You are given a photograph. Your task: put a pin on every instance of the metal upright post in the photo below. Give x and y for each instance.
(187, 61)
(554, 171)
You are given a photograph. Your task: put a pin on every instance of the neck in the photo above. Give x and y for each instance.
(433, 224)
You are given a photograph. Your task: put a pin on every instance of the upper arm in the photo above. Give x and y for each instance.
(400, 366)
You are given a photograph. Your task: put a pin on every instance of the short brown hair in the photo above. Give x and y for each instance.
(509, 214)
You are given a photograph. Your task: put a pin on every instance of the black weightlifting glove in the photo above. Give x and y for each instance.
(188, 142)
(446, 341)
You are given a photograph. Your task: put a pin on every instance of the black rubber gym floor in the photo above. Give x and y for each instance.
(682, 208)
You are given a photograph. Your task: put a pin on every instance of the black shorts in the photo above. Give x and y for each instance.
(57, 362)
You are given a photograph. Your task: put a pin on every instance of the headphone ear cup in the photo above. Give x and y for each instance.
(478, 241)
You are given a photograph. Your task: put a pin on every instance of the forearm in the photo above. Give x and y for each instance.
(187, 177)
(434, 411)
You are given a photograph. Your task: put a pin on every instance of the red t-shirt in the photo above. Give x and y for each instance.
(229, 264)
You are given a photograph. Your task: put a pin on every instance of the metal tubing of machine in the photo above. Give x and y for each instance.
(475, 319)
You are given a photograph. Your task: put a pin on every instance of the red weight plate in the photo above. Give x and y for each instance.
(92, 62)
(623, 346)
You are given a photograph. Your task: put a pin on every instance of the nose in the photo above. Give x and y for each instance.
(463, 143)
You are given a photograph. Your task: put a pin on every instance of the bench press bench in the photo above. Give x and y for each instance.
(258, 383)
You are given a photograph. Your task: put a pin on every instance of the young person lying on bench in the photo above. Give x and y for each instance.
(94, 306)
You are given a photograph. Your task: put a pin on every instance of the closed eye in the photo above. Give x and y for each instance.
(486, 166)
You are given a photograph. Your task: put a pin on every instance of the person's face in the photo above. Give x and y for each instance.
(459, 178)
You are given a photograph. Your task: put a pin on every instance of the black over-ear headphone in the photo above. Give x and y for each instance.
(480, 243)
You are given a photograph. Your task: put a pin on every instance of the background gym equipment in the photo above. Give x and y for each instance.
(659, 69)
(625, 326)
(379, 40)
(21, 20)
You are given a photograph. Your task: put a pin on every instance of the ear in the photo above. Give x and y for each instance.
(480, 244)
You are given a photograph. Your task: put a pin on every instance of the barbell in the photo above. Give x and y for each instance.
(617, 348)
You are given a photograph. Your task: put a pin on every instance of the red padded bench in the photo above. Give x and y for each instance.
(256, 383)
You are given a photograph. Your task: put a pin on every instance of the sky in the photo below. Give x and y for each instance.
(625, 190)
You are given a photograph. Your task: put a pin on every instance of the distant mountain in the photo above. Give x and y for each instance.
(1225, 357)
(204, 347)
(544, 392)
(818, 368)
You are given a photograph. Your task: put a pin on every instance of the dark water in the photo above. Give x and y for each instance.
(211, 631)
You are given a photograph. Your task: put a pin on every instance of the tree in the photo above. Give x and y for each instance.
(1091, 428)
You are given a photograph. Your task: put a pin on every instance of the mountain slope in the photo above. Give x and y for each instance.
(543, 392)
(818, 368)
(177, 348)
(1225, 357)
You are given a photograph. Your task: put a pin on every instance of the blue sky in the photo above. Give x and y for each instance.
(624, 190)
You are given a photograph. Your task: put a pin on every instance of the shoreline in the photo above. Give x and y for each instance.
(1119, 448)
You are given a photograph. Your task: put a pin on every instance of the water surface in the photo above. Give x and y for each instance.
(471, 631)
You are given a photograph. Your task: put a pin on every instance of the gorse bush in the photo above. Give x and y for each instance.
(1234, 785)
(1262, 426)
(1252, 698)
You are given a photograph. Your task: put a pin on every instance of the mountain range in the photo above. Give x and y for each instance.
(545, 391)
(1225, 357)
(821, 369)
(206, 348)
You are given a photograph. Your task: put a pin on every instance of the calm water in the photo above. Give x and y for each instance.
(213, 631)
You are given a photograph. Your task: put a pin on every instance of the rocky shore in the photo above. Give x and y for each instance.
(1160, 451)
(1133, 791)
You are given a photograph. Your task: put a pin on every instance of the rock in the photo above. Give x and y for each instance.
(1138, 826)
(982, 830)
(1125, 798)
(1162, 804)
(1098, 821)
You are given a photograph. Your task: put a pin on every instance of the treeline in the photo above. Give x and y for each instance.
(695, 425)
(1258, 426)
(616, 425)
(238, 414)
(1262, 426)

====

## OBJECTIVE
Rewrite all the items above, swapping "put a pin on" for "mark" each time it appears and leaving everything else unchanged.

## SOLUTION FOR THIS TASK
You are given a photograph. Your task: mark every instance of the metal upright post in the photo below. Give x and y for each instance.
(187, 61)
(554, 171)
You are given a photograph. Your task: mark every instance of the neck in the photo above. Give x and y for each instance.
(433, 224)
You are given a photograph. Your task: mark every instance of the upper arm in the photo above. Give x and y for each instance.
(400, 366)
You are given a photograph. Your task: mark every instance of the short brown hair in the photo above. Give x and y for each instance.
(509, 214)
You are given a photograph. Your task: mark every instance of the black weightlifting glove in the photo above. Give x and y for each instance.
(188, 142)
(446, 341)
You are given a photograph. Your task: mark every instance of the black rubber gym floor in the photo above. Give x and y for each instance.
(682, 208)
You are given a photograph. Your task: mark every instance of the black shorts in the photo above. Give x and y for each instance.
(57, 362)
You are given a photograph. Your task: mark every instance of the headphone ear cup in the photo above. Give x and y for each instance.
(478, 241)
You are given a photograph. Your task: mark every instance of the forearm in the photo above. Give x and y for each instance.
(187, 177)
(434, 411)
You are given a photograph. Your task: mark every instance of the red t-shirt in the photo above. Give x and y for each instance.
(229, 264)
You are given a photograph. Your task: mark every instance of the metal tubing of machine in the photo above. Give x and y for each instance.
(475, 319)
You are given a photograph. Your task: mark every instance of the red weight plate in the photo above. Give x and y for each instance.
(92, 62)
(623, 346)
You are given a photograph. Your task: mark every instance of the nose in the photo above. Give x and y for each instance.
(463, 143)
You are given a photograph. Your task: mark every instance of the bench press bench in the photo above. Give x and y for each instance.
(258, 383)
You are given a photograph. Your task: mark every instance of the young person lying on bench in the photo above. Give x and y for each instance.
(94, 306)
You are given a photograph. Your task: mark every instance of the closed eye in the photo above. Give x and y for each instance.
(486, 166)
You are given a photograph. Your task: mark every instance of the person's face in the photo above. Give x and y for each instance.
(459, 178)
You are given a photograph. Your task: mark every instance of the black over-ear headphone in the photo above. Give x and y for each instance.
(480, 243)
You are given a photograph. Your task: mark every instance of the background gym equipment in the photo above. Give x and y for each instance.
(659, 69)
(625, 326)
(379, 40)
(21, 20)
You are given a photograph. Your task: mark every instance of the ear in the photo above. Give x and y for each instance.
(480, 244)
You are given a photograph. Your task: mark every instance of the barbell in the photo above. Give x and y for each instance.
(617, 348)
You are given a photograph. Your task: mark every instance of the red padded bench in the photo above. Give x and y for each instance.
(256, 383)
You are given a photograph. Your task: mark every instance of the sky in the photo below. Give x and y for each instance.
(625, 190)
You are given a photograph. Your task: mark every instance of the distant mountain in the photo above. Give x and y for each instance.
(1225, 357)
(204, 347)
(544, 392)
(818, 368)
You are given a photograph. Your task: mark every instance of the dark water in the photo above. Give x and y for each instance.
(211, 631)
You are given a photograph. Your task: mark every instance of the tree in the photo above. Give x and y for each instance.
(1091, 428)
You are given a photograph. Your task: mark every instance of the mountain slope in the photo above. Give x and y for each instance.
(543, 392)
(818, 368)
(177, 348)
(1225, 357)
You are given a photograph. Your task: mark every instance of the blue sky in the photo above. Give x and y for each instance.
(624, 190)
You are given a photograph. Your task: mark every instance of the shoreline in the photo above. Give x and y for each instance.
(1119, 448)
You are given a photograph. Your task: mark every instance of the water surface in the photo above. Give x and y for each instance.
(471, 631)
You are given a photograph. Your task: mark every instance of the gorse bush in the photo above. Give x and y for each instance.
(1234, 785)
(1262, 426)
(1252, 698)
You are given a photograph. Your task: mark every instance of the mountain range in the photo above. Give x and y for each instance.
(545, 391)
(1225, 357)
(821, 369)
(206, 348)
You are given a photograph. Your task: mark every instance of the calm water in the photo above. Give x and y for each instance.
(213, 631)
You are given a photograph. Your task: mark every instance of the rocky shore in the photo above. Give x and y for each instance.
(1160, 451)
(1133, 791)
You are given a photograph. Your task: mark every instance of the rock in the photo above. Give x and y for each instance.
(1138, 826)
(982, 830)
(1125, 798)
(1162, 804)
(1098, 821)
You are given a photograph. Your task: mark every instance of the treeline in the photo above. Give x and y for each instance.
(695, 425)
(1258, 426)
(616, 425)
(238, 414)
(1262, 426)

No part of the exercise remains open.